Given exercise
Express the part that opens with the line containing "the black sunglasses" and closes with the line containing "Query: black sunglasses" as a JSON list of strings, one per line, with both end lines included and blank lines left out.

Records shown
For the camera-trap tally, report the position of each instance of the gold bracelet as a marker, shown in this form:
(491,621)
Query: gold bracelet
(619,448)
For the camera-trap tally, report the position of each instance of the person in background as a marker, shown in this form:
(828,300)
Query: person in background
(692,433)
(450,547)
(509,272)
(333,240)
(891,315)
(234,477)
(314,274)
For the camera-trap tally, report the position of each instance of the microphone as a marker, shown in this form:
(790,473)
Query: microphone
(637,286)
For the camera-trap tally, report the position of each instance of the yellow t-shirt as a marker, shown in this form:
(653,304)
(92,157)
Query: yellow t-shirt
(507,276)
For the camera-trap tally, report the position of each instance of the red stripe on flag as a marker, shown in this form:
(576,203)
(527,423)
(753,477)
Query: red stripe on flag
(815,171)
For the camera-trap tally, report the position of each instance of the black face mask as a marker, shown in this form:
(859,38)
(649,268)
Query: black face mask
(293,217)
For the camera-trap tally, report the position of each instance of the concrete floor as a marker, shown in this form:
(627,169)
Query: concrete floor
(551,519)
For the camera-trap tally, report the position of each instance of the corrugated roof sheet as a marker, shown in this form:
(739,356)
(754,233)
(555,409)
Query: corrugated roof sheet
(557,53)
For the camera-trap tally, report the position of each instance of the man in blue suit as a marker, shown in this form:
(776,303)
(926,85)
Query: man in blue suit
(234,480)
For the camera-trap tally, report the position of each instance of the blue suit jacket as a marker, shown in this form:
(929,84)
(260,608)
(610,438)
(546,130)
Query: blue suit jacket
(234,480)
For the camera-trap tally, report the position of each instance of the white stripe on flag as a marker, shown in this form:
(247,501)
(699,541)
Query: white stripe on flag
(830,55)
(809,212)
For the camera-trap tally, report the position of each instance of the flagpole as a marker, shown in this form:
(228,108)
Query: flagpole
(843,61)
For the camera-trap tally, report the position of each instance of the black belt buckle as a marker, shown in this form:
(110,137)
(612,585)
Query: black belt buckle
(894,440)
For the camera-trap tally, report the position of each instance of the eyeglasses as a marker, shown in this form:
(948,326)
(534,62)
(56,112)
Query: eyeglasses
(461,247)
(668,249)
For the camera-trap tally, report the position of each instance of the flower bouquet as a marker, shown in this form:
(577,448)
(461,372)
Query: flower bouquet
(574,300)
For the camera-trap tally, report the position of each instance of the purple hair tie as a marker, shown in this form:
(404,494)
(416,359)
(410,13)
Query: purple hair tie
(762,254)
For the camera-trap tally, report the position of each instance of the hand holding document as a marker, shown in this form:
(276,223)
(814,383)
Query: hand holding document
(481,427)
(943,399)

--

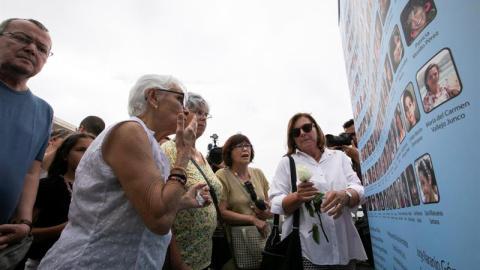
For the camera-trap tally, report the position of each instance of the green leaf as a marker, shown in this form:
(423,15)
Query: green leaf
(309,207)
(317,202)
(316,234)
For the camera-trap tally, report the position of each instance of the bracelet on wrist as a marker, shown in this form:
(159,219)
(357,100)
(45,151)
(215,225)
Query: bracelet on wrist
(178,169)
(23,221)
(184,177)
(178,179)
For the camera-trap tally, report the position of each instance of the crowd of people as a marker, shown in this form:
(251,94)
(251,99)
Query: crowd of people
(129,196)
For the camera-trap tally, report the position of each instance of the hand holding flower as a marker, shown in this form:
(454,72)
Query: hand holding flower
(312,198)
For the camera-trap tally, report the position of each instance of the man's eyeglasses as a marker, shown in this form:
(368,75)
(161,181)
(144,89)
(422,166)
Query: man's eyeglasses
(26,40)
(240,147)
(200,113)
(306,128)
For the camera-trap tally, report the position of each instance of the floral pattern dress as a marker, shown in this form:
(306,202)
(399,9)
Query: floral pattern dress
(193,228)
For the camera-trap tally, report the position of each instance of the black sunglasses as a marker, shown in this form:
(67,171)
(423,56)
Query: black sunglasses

Written answer
[
  "For the camera-trap tally, report the position of each instance of the black sunglasses as a marker, shown in this form:",
  "(67,171)",
  "(423,56)",
  "Query: black sunglasses"
]